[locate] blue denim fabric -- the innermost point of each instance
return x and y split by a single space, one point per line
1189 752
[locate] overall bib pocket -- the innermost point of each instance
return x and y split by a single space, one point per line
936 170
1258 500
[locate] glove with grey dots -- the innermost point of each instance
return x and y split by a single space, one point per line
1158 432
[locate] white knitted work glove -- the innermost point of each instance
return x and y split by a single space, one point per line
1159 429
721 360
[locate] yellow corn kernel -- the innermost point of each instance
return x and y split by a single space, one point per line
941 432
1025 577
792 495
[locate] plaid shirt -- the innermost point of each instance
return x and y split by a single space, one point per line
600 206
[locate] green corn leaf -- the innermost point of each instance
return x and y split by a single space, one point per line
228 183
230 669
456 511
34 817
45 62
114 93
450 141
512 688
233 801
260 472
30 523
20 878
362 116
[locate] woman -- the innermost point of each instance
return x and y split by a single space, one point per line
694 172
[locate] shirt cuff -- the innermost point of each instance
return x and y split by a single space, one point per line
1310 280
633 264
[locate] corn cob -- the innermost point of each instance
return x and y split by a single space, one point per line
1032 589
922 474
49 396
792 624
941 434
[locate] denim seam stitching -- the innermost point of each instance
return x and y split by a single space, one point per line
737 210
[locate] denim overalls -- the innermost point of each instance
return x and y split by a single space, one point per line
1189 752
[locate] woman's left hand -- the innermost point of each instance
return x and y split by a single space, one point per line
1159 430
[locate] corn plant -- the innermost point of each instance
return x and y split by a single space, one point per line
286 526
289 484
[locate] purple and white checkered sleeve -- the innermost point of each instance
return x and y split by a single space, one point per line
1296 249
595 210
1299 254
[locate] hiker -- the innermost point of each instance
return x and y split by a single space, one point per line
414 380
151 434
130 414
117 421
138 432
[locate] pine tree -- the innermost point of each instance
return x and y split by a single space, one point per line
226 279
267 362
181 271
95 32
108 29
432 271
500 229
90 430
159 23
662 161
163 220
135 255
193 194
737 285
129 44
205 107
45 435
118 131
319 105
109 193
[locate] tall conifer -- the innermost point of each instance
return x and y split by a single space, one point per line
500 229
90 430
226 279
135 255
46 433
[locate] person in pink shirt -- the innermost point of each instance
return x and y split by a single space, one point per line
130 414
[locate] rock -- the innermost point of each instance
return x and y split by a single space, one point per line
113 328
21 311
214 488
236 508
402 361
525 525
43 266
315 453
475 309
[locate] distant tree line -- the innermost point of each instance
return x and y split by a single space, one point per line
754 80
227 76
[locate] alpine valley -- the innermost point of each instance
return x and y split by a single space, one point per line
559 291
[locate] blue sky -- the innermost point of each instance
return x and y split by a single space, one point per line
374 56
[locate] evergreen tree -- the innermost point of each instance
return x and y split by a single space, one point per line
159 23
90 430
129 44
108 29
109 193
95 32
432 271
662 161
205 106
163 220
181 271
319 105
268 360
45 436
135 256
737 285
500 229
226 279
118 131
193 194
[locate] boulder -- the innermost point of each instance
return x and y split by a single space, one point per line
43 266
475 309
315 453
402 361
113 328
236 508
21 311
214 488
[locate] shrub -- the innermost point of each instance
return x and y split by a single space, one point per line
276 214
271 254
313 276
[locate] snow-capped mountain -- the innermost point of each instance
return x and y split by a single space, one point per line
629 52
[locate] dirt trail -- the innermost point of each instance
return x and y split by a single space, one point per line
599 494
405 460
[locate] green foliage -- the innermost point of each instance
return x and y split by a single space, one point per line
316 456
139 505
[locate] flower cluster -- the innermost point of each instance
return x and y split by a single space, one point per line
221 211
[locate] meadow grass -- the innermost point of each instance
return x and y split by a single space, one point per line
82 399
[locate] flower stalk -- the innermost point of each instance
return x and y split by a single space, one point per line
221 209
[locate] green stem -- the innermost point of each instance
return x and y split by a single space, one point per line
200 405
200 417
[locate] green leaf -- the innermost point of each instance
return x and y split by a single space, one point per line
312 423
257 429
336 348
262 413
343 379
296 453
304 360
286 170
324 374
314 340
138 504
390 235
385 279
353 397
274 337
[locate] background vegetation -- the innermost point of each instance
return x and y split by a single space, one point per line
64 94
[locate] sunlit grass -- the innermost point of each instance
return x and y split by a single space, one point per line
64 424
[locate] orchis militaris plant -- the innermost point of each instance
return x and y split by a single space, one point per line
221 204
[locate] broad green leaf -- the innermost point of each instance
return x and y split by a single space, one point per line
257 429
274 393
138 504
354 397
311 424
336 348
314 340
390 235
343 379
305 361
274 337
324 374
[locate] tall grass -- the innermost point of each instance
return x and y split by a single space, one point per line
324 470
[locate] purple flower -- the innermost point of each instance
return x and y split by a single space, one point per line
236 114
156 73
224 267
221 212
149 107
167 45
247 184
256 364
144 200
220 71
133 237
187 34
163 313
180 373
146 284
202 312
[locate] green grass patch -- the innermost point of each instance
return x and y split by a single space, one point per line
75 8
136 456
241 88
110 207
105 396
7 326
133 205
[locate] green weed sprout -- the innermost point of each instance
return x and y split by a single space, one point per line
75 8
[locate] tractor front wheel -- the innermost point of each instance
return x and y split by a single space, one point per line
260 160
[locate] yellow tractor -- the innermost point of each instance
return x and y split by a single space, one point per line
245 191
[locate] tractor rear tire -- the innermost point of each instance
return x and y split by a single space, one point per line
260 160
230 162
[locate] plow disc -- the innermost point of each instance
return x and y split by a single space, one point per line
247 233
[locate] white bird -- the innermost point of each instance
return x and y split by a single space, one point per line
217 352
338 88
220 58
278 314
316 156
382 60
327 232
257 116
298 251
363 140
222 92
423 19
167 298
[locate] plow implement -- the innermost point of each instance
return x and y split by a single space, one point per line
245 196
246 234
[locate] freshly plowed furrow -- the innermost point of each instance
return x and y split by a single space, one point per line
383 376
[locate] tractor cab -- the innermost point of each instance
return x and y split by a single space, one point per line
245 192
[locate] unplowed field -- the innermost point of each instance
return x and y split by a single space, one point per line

-=-=-=-=-

• GIVEN TASK: Only the lines from the one containing "[locate] plow disc" through the end of the entries above belong in the answer; repeat them exactly.

• TASK OUTPUT:
[locate] plow disc -- the innermost point of each instance
return x and y split by a single space, one point per line
247 233
[locate] white bird -- the innermost point of each instance
return x and y split by a single space, one point per line
217 352
338 88
220 58
278 314
316 156
382 60
327 232
257 116
298 251
363 140
222 92
423 19
167 298
[locate] plow implement -- the innermost point of each instance
return x and y split by a single space, one point per line
245 196
246 234
[locate] freshly plowed furrow -- the innermost point of each instance
return x and y split by a single space, one point per line
383 376
[locate] tractor cab -- the innermost point of each instance
return x and y split by a single space, one point per line
245 192
[locate] unplowed field -- the innermost point of each instance
return x and y split by a single space, one point per line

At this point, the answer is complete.